> _Raw records_
######

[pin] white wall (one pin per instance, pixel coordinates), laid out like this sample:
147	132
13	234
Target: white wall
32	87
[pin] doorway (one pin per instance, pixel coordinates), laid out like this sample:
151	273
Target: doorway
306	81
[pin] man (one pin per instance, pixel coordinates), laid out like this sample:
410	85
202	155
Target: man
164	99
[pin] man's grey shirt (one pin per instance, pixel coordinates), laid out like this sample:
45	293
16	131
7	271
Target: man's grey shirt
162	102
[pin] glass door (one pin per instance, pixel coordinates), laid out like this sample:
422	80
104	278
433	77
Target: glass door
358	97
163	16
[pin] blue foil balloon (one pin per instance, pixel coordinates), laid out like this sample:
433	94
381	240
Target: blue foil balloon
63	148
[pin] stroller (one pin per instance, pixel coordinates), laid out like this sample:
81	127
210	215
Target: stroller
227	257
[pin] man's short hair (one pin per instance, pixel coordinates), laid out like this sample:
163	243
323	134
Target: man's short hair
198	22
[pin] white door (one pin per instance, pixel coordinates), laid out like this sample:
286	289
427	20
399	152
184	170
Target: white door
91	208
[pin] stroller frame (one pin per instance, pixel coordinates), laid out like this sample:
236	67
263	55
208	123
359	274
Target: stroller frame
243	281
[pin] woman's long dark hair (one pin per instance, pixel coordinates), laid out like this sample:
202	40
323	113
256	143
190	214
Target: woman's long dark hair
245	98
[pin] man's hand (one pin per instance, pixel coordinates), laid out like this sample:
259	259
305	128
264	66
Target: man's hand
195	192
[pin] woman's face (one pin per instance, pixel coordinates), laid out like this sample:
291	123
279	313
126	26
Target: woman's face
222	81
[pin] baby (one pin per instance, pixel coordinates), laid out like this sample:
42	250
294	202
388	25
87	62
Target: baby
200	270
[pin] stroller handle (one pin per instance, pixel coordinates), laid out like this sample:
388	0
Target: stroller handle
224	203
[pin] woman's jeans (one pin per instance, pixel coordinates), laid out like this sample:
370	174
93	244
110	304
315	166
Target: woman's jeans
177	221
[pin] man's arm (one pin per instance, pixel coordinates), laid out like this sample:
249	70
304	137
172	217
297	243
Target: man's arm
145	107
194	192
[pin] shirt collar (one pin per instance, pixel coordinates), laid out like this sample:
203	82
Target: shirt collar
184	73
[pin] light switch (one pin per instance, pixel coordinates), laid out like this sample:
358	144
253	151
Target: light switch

######

> _Short exercise_
The entries above must be returned exactly.

> _Full solution_
[pin] white wall (one pin per instance, pixel coordinates), laid out like this sample:
147	132
13	234
Target: white wall
32	87
[pin] doorway (one pin per instance, pixel coordinates), laid out like this sample:
151	273
Target: doorway
306	81
[pin] man (one pin per instance, pixel coordinates), laid out like this sample:
410	85
202	155
Target: man
164	99
[pin] man's grey shirt (one pin per instance, pixel coordinates), laid out like this sample:
45	293
16	131
7	271
Target: man's grey shirt
162	102
[pin] glass door (one pin per instance, pixel coordinates), laid out like this sample:
422	80
104	278
433	77
Target: glass door
358	97
163	16
[pin] blue foil balloon (one pin per instance, pixel coordinates), laid out like this sample:
433	94
381	240
Target: blue foil balloon
63	148
[pin] stroller (one pin per instance, pixel coordinates), laid out like this sample:
81	127
210	215
Target: stroller
227	257
[pin] man's short hair (one pin per instance, pixel coordinates), laid out like this sample:
163	243
323	134
Target: man's short hair
198	22
[pin] white door (one pin per instance, pixel coordinates), laid out like this sample:
286	289
427	20
399	152
184	170
Target: white door
91	208
[pin] stroller frame (one pin per instance, pixel coordinates), laid out like this sample:
236	67
263	55
208	123
359	274
Target: stroller frame
243	281
[pin] woman's long dark hair (one pin per instance, pixel coordinates), laid out like this sample:
202	40
323	113
256	143
190	214
Target: woman's long dark hair
245	98
[pin] man's hand (one pin per instance, pixel coordinates), laid out like this sample:
259	259
305	128
264	66
Target: man's hand
195	192
[pin] woman's face (one pin per instance, pixel coordinates), laid out like this sample:
291	123
279	313
126	26
Target: woman's face
222	81
[pin] baby (one pin per instance, pixel coordinates), laid out like this sample:
42	250
294	202
388	25
87	62
Target: baby
200	270
[pin] stroller handle (one pin per instance, pixel coordinates), laid out like this sample:
388	0
Target: stroller handle
224	203
[pin] woman's jeans (one pin per instance, pixel coordinates), laid out like this sample:
370	174
93	244
110	304
315	166
Target: woman's jeans
177	221
[pin] man's arm (one pin per instance, pixel coordinates), laid out like this sample:
249	70
304	137
172	217
297	243
Target: man's arm
145	107
194	192
[pin] shirt collar (one pin per instance, pixel coordinates), laid out like this sample:
203	82
Target: shirt collar
184	73
[pin] light switch (one pin per instance, pixel coordinates), laid out like this sample:
358	144
253	151
Target: light switch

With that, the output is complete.